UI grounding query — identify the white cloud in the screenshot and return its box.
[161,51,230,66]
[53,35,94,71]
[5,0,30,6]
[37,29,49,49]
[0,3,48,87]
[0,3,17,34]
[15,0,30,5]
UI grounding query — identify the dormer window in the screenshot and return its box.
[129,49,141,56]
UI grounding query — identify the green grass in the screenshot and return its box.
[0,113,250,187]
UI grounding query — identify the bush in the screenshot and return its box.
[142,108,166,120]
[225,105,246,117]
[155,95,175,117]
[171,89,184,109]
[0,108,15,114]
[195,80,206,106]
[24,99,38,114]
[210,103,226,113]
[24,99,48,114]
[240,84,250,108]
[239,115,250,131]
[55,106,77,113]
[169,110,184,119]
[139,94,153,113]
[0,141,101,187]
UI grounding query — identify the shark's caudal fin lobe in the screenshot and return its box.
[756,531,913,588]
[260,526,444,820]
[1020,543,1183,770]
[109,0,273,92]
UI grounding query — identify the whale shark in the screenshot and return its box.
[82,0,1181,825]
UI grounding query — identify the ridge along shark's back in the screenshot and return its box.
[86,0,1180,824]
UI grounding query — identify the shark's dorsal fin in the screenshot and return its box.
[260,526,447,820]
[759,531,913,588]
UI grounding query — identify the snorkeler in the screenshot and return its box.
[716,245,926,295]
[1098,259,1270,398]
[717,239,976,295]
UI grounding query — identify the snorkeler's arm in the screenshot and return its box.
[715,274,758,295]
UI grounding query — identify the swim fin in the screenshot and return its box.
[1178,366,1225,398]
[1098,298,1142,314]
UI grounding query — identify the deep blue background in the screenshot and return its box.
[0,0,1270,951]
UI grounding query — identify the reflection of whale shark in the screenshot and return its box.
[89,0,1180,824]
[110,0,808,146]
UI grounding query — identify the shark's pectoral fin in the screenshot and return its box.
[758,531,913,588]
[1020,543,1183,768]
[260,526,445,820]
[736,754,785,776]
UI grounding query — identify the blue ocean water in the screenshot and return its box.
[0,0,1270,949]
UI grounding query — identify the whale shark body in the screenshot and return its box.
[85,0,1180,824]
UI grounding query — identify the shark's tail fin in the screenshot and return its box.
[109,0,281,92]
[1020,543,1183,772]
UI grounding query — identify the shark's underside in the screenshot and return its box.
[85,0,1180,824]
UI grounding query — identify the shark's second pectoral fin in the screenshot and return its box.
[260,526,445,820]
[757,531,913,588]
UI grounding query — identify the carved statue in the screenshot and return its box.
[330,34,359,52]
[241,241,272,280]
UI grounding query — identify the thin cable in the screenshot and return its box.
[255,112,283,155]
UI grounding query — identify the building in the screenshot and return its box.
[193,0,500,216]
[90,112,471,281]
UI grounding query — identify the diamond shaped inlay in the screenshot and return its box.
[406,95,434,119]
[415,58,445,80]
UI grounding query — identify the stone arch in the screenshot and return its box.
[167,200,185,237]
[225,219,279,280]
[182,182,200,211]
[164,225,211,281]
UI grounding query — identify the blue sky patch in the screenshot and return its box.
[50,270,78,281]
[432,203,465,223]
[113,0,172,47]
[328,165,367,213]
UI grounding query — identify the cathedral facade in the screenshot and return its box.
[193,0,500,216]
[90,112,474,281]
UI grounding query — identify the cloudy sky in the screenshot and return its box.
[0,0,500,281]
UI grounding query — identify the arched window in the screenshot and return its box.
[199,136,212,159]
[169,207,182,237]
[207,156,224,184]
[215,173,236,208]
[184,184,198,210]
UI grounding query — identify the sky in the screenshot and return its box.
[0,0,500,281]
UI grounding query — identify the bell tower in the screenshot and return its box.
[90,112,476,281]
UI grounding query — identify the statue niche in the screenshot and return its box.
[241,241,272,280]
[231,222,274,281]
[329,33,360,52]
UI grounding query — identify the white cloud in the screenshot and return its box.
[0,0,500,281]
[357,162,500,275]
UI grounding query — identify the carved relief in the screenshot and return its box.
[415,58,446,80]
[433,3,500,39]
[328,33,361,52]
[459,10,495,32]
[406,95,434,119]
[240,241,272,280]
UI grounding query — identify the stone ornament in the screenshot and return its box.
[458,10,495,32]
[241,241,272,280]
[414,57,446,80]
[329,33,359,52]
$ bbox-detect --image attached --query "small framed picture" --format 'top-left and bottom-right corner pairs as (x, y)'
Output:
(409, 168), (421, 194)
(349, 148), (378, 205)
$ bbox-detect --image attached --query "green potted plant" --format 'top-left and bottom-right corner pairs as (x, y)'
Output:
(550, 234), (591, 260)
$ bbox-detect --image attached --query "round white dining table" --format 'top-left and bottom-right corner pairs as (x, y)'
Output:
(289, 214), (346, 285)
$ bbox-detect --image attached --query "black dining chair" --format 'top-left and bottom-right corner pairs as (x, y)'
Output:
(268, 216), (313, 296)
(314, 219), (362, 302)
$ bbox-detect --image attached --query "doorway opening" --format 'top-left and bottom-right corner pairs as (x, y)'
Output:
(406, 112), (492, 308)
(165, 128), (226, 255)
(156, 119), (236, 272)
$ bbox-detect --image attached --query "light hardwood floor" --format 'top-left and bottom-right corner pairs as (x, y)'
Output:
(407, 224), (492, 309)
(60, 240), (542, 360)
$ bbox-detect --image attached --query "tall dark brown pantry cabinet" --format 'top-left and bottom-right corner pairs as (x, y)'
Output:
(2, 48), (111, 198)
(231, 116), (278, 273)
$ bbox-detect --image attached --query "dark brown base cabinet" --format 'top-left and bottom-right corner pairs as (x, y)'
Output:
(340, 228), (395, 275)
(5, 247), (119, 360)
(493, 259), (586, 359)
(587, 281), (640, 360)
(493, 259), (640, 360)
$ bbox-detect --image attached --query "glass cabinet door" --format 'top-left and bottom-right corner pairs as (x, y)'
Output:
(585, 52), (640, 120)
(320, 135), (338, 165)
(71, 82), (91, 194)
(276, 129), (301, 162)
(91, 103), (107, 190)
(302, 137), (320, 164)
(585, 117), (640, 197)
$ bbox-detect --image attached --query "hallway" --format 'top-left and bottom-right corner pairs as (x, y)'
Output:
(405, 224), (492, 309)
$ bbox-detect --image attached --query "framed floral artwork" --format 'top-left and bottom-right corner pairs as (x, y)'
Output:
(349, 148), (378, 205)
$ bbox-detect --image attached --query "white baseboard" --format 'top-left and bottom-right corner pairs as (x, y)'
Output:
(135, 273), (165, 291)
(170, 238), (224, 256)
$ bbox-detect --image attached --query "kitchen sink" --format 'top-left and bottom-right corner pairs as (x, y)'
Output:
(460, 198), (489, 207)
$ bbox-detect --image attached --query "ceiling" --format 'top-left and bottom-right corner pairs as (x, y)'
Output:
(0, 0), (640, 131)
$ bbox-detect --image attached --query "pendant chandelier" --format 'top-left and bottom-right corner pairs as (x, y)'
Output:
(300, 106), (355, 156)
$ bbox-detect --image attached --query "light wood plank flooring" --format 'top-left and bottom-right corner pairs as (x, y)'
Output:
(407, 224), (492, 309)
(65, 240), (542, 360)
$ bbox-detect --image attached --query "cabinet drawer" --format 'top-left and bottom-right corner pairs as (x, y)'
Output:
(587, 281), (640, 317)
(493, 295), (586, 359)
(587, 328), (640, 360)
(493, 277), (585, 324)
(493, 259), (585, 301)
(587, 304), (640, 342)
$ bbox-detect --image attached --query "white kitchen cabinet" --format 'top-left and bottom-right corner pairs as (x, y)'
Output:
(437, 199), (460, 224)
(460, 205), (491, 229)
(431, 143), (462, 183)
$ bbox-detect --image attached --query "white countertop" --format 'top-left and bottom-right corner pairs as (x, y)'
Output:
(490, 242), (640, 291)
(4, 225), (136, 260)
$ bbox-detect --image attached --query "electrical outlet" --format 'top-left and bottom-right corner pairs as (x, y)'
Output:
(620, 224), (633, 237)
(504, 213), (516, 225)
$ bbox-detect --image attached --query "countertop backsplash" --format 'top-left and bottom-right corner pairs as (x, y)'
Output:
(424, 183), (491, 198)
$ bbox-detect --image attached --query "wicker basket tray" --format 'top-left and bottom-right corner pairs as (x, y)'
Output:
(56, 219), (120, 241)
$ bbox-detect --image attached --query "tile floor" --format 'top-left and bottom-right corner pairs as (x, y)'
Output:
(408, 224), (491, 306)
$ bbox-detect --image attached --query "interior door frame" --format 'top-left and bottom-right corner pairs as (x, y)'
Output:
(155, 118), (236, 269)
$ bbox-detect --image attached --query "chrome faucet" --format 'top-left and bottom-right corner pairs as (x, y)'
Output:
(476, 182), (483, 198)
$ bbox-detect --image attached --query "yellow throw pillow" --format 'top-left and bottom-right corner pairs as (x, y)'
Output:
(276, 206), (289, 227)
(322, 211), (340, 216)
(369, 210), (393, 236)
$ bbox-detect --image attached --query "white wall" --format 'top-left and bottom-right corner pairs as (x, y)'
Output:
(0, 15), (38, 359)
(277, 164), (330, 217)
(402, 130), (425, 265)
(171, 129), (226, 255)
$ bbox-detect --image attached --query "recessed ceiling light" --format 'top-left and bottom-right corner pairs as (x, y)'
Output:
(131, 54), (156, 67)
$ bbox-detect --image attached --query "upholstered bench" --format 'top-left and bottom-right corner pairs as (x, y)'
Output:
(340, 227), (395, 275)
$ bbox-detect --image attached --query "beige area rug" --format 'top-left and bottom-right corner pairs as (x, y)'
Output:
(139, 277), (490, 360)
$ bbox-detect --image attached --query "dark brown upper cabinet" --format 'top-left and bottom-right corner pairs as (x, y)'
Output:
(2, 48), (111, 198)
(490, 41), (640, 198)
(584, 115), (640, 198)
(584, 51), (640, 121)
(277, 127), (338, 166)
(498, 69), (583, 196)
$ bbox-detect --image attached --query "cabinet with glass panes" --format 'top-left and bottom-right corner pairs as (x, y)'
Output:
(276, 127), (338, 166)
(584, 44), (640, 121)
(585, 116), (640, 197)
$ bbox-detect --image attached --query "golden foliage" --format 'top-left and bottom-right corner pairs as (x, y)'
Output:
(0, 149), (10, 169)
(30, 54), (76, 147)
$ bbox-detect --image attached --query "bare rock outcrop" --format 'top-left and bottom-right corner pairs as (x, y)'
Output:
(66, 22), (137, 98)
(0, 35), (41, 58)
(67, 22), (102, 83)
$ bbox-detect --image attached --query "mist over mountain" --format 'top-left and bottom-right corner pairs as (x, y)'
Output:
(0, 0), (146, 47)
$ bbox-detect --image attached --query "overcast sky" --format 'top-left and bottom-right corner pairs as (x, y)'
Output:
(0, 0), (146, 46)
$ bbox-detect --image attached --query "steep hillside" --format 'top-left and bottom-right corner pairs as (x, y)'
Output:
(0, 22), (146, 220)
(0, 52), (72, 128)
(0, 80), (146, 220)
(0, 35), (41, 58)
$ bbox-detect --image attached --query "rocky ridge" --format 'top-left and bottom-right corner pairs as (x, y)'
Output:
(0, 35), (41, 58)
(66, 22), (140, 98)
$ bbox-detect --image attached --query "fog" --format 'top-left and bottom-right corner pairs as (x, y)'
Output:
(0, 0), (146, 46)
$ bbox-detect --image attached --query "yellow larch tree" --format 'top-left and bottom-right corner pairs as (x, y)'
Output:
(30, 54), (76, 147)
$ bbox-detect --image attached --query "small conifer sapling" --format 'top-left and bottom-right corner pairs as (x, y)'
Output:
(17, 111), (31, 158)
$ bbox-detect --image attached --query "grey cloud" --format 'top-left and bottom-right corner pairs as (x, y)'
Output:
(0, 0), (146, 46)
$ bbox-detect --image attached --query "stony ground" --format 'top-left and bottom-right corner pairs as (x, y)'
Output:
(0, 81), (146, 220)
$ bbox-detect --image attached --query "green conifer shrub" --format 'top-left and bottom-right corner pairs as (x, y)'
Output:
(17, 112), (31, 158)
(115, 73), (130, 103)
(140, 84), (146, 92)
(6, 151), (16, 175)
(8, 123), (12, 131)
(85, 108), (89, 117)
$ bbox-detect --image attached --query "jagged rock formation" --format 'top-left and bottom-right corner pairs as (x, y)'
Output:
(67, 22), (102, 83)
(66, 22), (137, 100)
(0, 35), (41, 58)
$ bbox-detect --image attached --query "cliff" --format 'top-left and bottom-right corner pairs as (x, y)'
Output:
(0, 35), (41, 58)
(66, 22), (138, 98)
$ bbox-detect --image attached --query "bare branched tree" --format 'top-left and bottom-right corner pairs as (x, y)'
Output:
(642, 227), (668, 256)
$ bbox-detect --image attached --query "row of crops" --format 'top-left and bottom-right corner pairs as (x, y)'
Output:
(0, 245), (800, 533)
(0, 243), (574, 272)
————————
Rewrite the listing from the line with "UI grounding query — identify the ridge" up to and including the line with "[715,274,758,295]", swapping "screenshot" for "image" and changing nothing else. Give only those lines.

UI grounding query — identify the ridge along shark's back in the image and return its box.
[86,0,1180,824]
UI grounding query — identify the shark's dorsal fin in the image and return its box.
[260,526,447,820]
[759,531,913,588]
UI grounding query — identify the snorkeler in the image and return its box.
[716,245,926,295]
[1098,259,1270,398]
[717,239,976,295]
UI grounding query — identify the snorkeler's arm in the image and return its box.
[715,274,758,295]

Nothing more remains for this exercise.